▶ [WORK TO DO] Nothing but the lines from the line with "Pass the picture above and point out the conifer" through the end of the data is to be copied, and each is to be copied exactly.
┌─ EXTRACTED RECORDS
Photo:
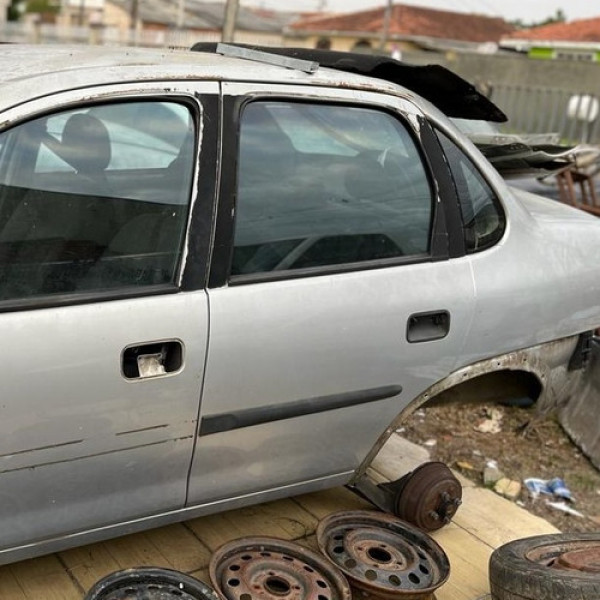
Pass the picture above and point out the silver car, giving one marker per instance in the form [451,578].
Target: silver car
[225,280]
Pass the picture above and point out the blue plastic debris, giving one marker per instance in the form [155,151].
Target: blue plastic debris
[552,487]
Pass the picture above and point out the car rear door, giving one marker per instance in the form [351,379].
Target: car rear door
[103,315]
[339,302]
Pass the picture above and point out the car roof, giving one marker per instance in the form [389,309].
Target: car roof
[30,71]
[451,94]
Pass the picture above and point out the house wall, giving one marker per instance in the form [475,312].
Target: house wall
[343,43]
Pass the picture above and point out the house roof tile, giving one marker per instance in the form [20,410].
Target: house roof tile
[582,30]
[408,20]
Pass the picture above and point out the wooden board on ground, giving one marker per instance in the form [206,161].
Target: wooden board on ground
[483,522]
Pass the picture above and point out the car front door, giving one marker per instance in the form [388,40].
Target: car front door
[103,315]
[337,304]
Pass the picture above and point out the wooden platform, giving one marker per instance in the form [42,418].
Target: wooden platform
[483,522]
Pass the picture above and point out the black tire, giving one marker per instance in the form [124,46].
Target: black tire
[522,570]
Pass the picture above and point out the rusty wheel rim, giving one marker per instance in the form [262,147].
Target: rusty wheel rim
[430,497]
[576,555]
[382,555]
[150,583]
[272,569]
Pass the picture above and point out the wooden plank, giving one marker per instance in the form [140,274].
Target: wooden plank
[468,564]
[9,586]
[45,578]
[284,519]
[495,520]
[136,550]
[321,504]
[89,564]
[180,545]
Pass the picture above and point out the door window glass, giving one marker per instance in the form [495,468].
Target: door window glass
[324,185]
[482,215]
[94,198]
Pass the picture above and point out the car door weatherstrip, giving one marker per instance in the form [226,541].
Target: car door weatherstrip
[266,414]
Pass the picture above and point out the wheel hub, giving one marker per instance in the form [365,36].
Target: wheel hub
[383,556]
[272,569]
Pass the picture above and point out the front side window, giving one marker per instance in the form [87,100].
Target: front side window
[94,198]
[482,215]
[326,185]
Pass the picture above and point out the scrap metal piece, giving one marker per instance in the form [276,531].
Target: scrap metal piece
[429,496]
[383,556]
[272,569]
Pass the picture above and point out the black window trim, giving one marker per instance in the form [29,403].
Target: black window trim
[497,198]
[233,107]
[189,275]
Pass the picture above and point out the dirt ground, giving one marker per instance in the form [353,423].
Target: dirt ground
[453,435]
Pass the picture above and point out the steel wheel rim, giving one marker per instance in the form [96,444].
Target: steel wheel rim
[575,555]
[274,570]
[150,583]
[382,555]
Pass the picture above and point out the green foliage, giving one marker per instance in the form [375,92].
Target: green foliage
[17,8]
[559,17]
[42,6]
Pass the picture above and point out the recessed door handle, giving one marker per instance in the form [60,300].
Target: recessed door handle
[152,359]
[427,326]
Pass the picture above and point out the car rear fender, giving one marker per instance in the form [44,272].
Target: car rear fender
[552,374]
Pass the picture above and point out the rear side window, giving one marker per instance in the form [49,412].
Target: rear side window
[482,214]
[327,185]
[94,199]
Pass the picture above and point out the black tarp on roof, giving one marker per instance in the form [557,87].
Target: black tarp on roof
[454,96]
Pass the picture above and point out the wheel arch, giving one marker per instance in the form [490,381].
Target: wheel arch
[540,372]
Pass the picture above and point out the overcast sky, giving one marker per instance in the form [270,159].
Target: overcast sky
[526,10]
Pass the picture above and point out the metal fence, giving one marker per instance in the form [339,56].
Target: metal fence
[575,116]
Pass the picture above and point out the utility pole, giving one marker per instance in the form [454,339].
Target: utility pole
[180,13]
[134,14]
[385,32]
[231,9]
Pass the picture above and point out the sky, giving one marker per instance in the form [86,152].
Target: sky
[526,10]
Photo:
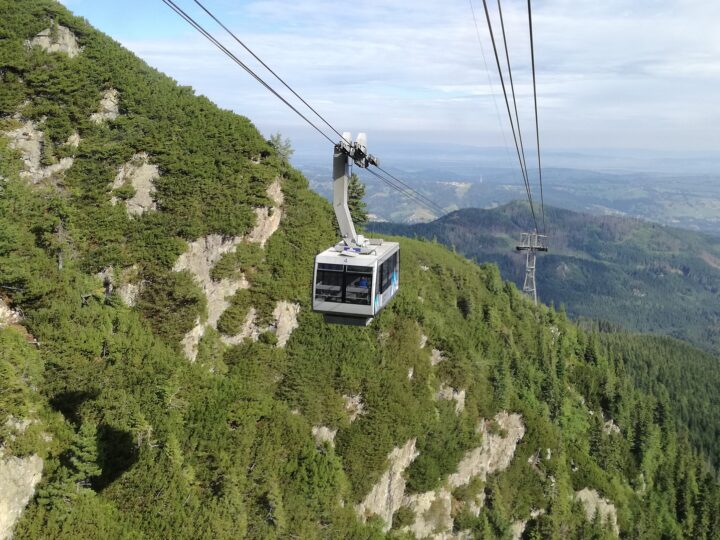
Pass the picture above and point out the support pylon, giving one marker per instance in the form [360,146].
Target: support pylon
[531,243]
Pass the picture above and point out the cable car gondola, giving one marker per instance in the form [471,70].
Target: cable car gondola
[357,277]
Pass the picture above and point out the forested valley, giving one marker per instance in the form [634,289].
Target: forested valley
[162,374]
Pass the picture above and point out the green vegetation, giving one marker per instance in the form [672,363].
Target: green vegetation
[643,276]
[356,204]
[688,377]
[146,444]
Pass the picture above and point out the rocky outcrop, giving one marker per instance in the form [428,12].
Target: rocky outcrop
[267,220]
[199,259]
[249,330]
[433,509]
[386,497]
[594,504]
[436,357]
[495,453]
[433,514]
[18,478]
[121,284]
[56,39]
[284,322]
[29,141]
[449,393]
[141,175]
[202,256]
[74,140]
[324,434]
[285,316]
[354,406]
[8,316]
[109,108]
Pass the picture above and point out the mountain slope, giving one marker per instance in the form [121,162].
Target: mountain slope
[643,276]
[158,255]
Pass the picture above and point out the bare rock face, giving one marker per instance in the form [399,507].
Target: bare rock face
[432,513]
[202,256]
[285,315]
[593,503]
[249,330]
[354,406]
[141,174]
[18,478]
[109,108]
[58,39]
[29,141]
[267,220]
[433,509]
[448,393]
[121,282]
[324,434]
[387,495]
[8,316]
[199,260]
[495,453]
[436,357]
[74,140]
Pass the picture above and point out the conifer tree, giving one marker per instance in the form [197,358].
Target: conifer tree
[358,208]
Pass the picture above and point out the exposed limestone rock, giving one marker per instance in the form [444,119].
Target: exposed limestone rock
[449,393]
[475,505]
[611,427]
[109,108]
[433,516]
[494,454]
[594,503]
[129,293]
[58,39]
[354,406]
[285,315]
[29,140]
[19,425]
[192,339]
[436,357]
[387,494]
[249,330]
[324,434]
[74,140]
[267,220]
[518,527]
[8,316]
[205,252]
[199,259]
[18,478]
[141,175]
[122,284]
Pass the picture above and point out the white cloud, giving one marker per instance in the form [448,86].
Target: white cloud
└─
▶ [SOLUTION BELOW]
Pass the picture above and point out the conifer tree, giving one marker per instance in the form [197,358].
Target: conifer tree
[358,208]
Pass the picture above and point out the exposed limestone rock, giving one marker per instance in the form [444,119].
Target: exposed limestone rock
[449,393]
[475,505]
[611,427]
[109,108]
[433,516]
[494,454]
[594,503]
[129,293]
[58,39]
[354,406]
[285,315]
[29,140]
[19,425]
[192,339]
[436,357]
[387,494]
[249,330]
[324,434]
[74,140]
[267,220]
[518,527]
[8,316]
[205,252]
[199,259]
[18,478]
[141,175]
[122,284]
Pass the picture above and point out the white cloud, giving one marker per instance in the form [448,86].
Target: white cloud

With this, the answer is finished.